**Exercise task:**
Report every line of the listing that contains the string "boot", with case counting.

**Entries provided:**
■ ■ ■ ■ ■

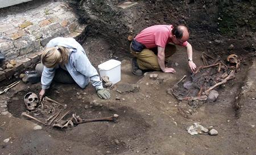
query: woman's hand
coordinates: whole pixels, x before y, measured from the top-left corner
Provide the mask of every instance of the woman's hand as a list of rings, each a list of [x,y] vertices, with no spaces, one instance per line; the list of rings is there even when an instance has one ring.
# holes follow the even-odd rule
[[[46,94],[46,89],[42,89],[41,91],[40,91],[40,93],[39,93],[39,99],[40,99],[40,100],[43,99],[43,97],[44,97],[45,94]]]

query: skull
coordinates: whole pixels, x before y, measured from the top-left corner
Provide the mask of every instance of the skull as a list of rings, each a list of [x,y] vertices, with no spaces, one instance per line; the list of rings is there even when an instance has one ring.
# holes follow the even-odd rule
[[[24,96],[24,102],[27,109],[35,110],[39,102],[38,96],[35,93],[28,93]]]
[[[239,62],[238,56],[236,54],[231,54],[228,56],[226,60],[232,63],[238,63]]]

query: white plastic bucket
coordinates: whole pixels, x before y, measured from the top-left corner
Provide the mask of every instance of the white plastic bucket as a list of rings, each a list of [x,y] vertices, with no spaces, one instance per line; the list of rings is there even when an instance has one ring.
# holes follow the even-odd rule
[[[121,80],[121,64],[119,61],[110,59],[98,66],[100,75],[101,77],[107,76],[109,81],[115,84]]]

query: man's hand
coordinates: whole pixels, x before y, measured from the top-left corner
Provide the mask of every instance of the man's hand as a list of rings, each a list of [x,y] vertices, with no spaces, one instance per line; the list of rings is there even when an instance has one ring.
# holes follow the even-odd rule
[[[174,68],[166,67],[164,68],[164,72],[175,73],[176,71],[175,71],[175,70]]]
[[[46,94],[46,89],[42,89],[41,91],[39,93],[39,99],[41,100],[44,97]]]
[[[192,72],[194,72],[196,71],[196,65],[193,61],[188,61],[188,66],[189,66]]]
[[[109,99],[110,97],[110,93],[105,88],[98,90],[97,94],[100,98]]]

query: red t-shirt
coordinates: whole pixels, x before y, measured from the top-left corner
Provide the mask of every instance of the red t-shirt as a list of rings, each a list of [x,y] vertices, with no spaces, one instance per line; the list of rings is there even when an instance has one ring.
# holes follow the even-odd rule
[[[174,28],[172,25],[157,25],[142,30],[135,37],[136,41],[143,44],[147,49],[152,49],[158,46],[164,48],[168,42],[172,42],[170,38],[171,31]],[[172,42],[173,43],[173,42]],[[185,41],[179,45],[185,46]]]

■ ■ ■ ■ ■

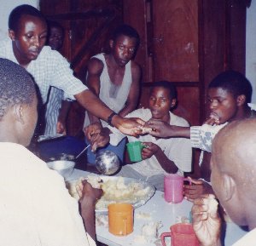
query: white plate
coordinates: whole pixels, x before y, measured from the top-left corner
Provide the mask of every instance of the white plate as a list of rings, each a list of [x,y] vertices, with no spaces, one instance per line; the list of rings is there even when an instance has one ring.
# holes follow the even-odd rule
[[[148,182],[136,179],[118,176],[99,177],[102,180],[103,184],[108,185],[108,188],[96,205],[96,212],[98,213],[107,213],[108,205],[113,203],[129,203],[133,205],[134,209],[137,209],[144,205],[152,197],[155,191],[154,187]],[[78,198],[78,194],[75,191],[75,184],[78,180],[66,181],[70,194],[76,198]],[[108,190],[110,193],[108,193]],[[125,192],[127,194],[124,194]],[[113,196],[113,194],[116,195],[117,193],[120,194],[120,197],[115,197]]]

■ ■ ■ ■ ■

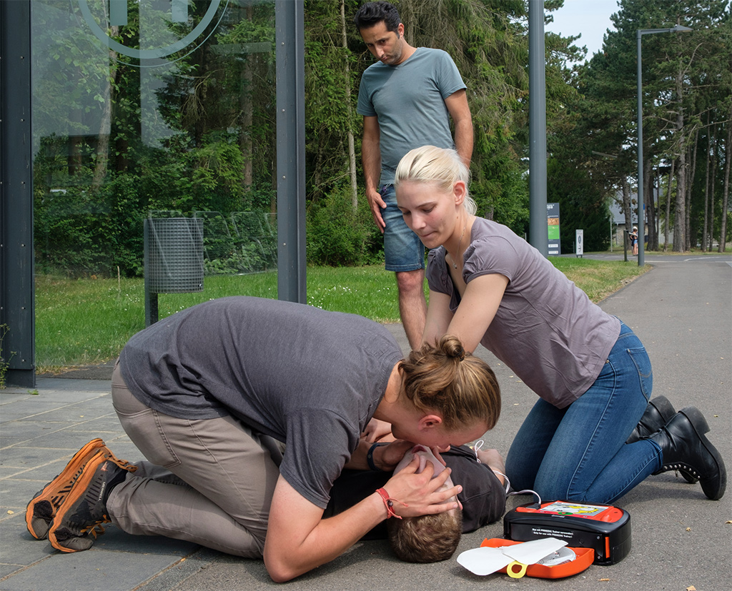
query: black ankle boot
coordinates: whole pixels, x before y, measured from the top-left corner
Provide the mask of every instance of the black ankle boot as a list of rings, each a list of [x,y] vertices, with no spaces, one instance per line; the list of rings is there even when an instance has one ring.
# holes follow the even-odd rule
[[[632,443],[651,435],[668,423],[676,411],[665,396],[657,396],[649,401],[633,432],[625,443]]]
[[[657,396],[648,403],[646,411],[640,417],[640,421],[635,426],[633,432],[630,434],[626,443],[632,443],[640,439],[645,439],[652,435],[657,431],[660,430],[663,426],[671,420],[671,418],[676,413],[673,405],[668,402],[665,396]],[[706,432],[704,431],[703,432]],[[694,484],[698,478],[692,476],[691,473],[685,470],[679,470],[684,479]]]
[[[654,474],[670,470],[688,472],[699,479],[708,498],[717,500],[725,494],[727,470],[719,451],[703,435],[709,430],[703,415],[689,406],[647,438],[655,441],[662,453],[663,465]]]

■ ■ ■ ■ ■

**Solution to the problem:**
query: black ankle boot
Provide the mask of every instance of the black ankle boot as a list of rings, each a list of [x,y] vertices, with no spaces, one instance per line; the list of rings is there even when an instance has one ring.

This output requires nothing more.